## Page
-------------------------

In our journey together, my friends, I’m grateful the Biblical record of human history is honest and does not gloss over tragedy caused by people, even God’s people, refusing God’s warnings.
Yesterday we stood at the potter’s workshop in Jerusalem and listened as the courageous prophet Jeremiah told us what God’s message was that he was to proclaim to the kings and the people of Jerusalem 2600 years ago. As we saw, God also, sadly, informed Jeremiah that the people would not listen to him.
In fact, God was accurate in His prediction, as He always is. Jeremiah 18:18 records this response of the people: “They said, ‘Come let’s make plans against Jeremiah…let’s attack him with our tongues and pay no attention to anything he says.” In our day it’s called the ‘cancel culture’. It’s blasting a person on social media with such a vicious attack that their reputation is destroyed, and no one will listen to anything they say. That’s what happened to Jeremiah who was attempting to faithfully proclaim the messages he received from God.
God was watching then as He is now, and as the people rejected Jeremiah’s claim that his words were messages directly from God; as the people of Jerusalem even more enthusiastically embraced the idol worship and lifestyles of the wicked nations around them; God took action.
Look with me at the record of what God did in 2 Kings 24:10 “At that time the officers of Nebuchadnezzar king of Babylon advanced on Jerusalem and laid siege to it, and Nebuchadnezzar himself came up to Jerusalem while his officers were besieging it. In the eighth year of the reign of the king of Babylon, Jehoiachin king of Judah in Jerusalem, along with his nobles and officials all surrendered to King Nebuchadnezzar...”
The 8th year of Nebuchadnezzar’s reign was 597bc, only a few months after Jeremiah had given Jerusalem God’s message from the potter’s house as recorded in Jeremiah 18. Do we understand what the siege of a city is, my friends? It means the enemy army encircled Jerusalem, and no one went in or out without their permission. It means no food from the farms was permitted into the city. It means within only weeks life in Jerusalem turned to desperation survival, which is why, at the demand of the Jewish people, their king Jehoiachin surrendered himself and the city of Jerusalem to Nebuchadnezzar and his great army. What Jeremiah had predicted was happening right before the eyes of those who had refused Jeremiah’s message!
Please understand this is now the second time King Nebuchadnezzar and his army have come to Jerusalem and laid siege to it and taken a Jewish king captive. It happened 8 years before in 605bc and that time young Daniel was one of the captives taken by Nebuchadnezzar back to Babylon. This time, 8 years later, Nebuchadnezzar does it again.
Listen to the record of 2 Kings 24:13 “As the LORD had declared, Nebuchadnezzar removed the treasures from the temple of the LORD and from the royal palace and cut up the gold articles that King Solomon had made for the temple of the LORD. Nebuchadnezzar carried all Jerusalem into exile: all the officers and the fighting men, and all the skilled workers and artisans – a total of 10,000 people. Only the poorest people of the land were left…”

-------------------------

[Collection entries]

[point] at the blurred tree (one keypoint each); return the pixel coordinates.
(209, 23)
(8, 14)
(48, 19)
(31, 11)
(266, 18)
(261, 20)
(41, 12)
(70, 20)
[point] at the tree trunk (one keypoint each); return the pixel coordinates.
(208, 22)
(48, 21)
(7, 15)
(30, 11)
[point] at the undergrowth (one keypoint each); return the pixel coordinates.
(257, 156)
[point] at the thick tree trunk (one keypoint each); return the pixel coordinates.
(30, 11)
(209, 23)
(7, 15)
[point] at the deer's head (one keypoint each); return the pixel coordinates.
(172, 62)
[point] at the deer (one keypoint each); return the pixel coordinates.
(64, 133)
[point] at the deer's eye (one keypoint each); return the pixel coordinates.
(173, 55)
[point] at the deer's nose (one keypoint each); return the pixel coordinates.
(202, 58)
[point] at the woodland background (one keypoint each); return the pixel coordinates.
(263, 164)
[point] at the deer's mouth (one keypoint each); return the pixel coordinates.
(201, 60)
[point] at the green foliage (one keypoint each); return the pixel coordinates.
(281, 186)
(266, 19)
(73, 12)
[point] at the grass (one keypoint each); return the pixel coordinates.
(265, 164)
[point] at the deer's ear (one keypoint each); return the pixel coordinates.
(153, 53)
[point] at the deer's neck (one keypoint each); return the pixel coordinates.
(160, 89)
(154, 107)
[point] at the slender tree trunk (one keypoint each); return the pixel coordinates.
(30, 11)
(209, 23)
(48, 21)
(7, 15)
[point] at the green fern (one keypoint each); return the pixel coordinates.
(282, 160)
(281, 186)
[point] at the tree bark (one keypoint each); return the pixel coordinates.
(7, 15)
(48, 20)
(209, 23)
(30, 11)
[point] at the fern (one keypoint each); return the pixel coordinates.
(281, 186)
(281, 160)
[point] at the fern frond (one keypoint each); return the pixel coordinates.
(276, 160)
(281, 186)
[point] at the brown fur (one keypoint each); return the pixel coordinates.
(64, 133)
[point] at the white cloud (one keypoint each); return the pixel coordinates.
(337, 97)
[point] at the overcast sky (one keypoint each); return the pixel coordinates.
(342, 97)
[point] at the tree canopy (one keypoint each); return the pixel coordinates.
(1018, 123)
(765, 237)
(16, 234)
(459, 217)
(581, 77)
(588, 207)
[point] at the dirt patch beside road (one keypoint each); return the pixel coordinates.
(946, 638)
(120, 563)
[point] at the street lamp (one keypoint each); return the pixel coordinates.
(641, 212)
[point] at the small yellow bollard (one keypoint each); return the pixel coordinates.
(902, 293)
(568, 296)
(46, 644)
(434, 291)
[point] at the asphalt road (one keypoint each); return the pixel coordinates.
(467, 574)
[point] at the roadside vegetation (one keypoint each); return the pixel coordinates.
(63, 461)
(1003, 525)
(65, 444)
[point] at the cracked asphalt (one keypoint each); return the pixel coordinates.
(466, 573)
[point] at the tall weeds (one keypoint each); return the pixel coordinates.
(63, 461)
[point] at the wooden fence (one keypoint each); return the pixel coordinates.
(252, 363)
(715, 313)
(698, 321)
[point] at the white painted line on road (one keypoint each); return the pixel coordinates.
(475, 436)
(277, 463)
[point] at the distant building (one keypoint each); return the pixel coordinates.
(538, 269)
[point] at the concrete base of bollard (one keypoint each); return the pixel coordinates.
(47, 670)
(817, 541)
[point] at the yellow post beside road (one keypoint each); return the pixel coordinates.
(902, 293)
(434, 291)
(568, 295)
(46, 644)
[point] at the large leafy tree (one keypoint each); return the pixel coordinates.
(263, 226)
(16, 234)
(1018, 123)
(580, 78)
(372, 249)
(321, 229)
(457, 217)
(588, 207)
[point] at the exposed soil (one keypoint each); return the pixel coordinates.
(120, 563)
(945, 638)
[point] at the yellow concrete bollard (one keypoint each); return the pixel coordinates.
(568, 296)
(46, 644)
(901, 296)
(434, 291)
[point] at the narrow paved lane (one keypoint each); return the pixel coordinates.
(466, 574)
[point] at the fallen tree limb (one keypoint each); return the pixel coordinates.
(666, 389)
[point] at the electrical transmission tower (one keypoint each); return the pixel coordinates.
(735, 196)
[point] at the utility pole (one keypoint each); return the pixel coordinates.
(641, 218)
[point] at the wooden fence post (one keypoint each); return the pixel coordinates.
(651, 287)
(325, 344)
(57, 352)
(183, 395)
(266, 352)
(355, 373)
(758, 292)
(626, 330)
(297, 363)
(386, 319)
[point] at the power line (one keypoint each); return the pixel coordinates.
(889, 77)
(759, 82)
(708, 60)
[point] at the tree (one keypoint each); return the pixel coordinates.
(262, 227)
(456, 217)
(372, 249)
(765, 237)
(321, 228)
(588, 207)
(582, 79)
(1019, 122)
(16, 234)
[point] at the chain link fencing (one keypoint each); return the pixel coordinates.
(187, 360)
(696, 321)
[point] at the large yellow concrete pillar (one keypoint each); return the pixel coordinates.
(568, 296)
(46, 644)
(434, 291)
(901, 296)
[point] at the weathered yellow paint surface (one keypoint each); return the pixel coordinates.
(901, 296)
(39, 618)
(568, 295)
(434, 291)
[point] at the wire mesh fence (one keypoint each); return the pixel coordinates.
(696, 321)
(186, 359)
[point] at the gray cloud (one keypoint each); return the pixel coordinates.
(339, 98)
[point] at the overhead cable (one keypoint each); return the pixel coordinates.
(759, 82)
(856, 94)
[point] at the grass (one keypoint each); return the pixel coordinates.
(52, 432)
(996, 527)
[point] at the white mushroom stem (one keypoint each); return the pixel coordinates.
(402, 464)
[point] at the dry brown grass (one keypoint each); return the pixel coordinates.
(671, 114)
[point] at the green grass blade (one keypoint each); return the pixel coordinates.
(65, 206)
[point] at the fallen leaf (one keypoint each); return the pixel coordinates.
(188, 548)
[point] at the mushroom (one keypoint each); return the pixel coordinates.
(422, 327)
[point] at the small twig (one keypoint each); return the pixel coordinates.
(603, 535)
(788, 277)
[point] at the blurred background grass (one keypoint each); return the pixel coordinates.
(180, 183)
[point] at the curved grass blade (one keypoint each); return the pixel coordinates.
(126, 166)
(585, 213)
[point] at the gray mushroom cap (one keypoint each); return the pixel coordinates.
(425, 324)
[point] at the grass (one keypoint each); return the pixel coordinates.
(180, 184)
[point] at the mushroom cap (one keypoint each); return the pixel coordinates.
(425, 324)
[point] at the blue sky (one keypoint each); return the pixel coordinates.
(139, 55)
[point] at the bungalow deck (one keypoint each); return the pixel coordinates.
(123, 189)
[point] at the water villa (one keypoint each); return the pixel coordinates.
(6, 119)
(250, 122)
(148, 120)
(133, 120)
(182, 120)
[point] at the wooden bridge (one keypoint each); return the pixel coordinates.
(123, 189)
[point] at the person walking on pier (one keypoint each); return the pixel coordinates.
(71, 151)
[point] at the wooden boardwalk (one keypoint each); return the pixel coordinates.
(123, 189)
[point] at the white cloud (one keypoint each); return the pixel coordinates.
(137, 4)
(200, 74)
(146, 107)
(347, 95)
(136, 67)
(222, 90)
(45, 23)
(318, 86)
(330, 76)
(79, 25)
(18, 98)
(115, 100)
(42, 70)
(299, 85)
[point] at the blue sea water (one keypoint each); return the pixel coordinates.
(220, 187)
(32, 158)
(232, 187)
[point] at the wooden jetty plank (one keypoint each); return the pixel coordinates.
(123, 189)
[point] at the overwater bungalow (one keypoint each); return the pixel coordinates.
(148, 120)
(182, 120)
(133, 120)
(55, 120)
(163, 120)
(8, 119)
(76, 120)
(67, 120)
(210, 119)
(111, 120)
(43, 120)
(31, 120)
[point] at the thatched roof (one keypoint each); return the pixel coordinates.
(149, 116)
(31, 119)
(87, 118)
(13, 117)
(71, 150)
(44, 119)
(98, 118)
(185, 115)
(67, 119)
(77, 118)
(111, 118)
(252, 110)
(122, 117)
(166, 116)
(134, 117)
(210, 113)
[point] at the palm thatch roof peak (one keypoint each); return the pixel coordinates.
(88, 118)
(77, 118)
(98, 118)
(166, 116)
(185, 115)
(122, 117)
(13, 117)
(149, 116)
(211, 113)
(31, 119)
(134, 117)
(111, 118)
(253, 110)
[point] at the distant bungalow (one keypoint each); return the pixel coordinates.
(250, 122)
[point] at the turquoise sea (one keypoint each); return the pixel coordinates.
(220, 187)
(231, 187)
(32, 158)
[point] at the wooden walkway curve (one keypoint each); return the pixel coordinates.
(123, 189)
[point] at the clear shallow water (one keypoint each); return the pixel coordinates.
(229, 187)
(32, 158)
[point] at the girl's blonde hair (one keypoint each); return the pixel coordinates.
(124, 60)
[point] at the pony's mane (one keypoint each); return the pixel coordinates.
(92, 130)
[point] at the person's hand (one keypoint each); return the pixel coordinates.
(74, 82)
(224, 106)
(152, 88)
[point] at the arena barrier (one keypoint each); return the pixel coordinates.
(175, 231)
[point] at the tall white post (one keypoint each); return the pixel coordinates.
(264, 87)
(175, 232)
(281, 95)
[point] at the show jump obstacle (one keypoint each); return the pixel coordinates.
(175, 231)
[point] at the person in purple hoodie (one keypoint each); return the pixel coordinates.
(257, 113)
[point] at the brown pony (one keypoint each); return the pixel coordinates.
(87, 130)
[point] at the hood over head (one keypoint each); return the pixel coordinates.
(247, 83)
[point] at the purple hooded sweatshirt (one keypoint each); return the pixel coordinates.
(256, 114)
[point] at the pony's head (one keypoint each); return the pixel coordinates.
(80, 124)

-------------------------

## Problem details
Extend the piece on Jeremiah and the siege of Jerusalem, picking up after its final sentence.

## Written response
Look at them my friends, a caravan of 10,000 Jewish captives, with Babylonian soldiers marching alongside them to keep them in line, walking away, leaving their homes, their great city Jerusalem, leaving the long history of Israel, about 500 years of Jews living in Jerusalem under a Jewish King, going all the way back to King David & Solomon. It would be a walking journey of about 700 miles to the great city of Babylon where captivity awaited them.
Undoubtedly his majesty King Nebuchadnezzar rode in a golden chariot surrounded by soldiers on stallion hoses and shining armament. The most powerful man in the world was once again proudly elevated and exalted in victory as the straggling Jewish victims stumbled along behind him, helpless to do anything but beg for mercy.
God had warned His people, repeatedly, but their stubborn hearts refused His prophets and rejected any word from God. As they looked back over their shoulder to bid farewell to their precious city Jerusalem they could see him, the weeping prophet Jeremiah standing at the city gate with some of the poorest of the poor at his side. God, in His kindness, had moved in Nebuchadnezzar’s heart to leave Jeremiah in what was left of the city, with these poor people, as God’s ambassador to His people. God’s voice would not be silenced as God had yet more to say to these, the last of His people who remained in Jerusalem.
And in the middle of that stumbling long line of captives was a 25-year-old man named Ezekiel. He was a devout man who sought to honor God with his life, even when surrounded by idolatrous, wicked people in Jerusalem. God had been working in Ezekiel’s heart and while the angry, brokenhearted Jews stumbling along the road all around him had no idea, Ezekiel was God’s great kindness to them. How? Ezekiel would be God’s spokesman to the captives, living among them as a Jewish captive just like them, in Babylon.
Five years later, Ezekiel began to receive messages from God for the exiles and he began his first record with these words: “When I was 30 years old…while I was among the exiles by the Kebar River, the heavens were opened, and I saw visions of God. It was the fifth year of the exile of King Jehoiachin, and the word of the LORD came to Ezekiel the priest…” (Ezekiel 1:1-3)
Do you see the strategic sovereignty and great compassion of God displayed here my friends? At this moment in history Jeremiah had been living in Jerusalem as God’s spokesman to the Jewish people for 35 years. (627bc-592bc) Daniel had been living in Babylon for 13 years, (605bc-592bc) 10 of those as senior advisor to King Nebuchadnezzar and the highest officials of the Babylonian empire. And now Ezekiel had been living as a Jewish captive in Babylon for 5 years (597bc-592bc) as God’s spokesman to thousands of captives from Israel in exile in the Babylonian kingdom.
God’s voice would NOT be silenced. God’s love for His people and God’s commitment to His larger plan and purpose would NOT be thwarted by the rise and fall of kings and kingdoms. For the next several years of history these three courageous men were receiving, proclaiming and writing God’s distinctive messages aimed at these three different audiences… the last of the Jews left in ravaged Jerusalem: thousands of captives in Babylon, and the most powerful men in the world in their palaces!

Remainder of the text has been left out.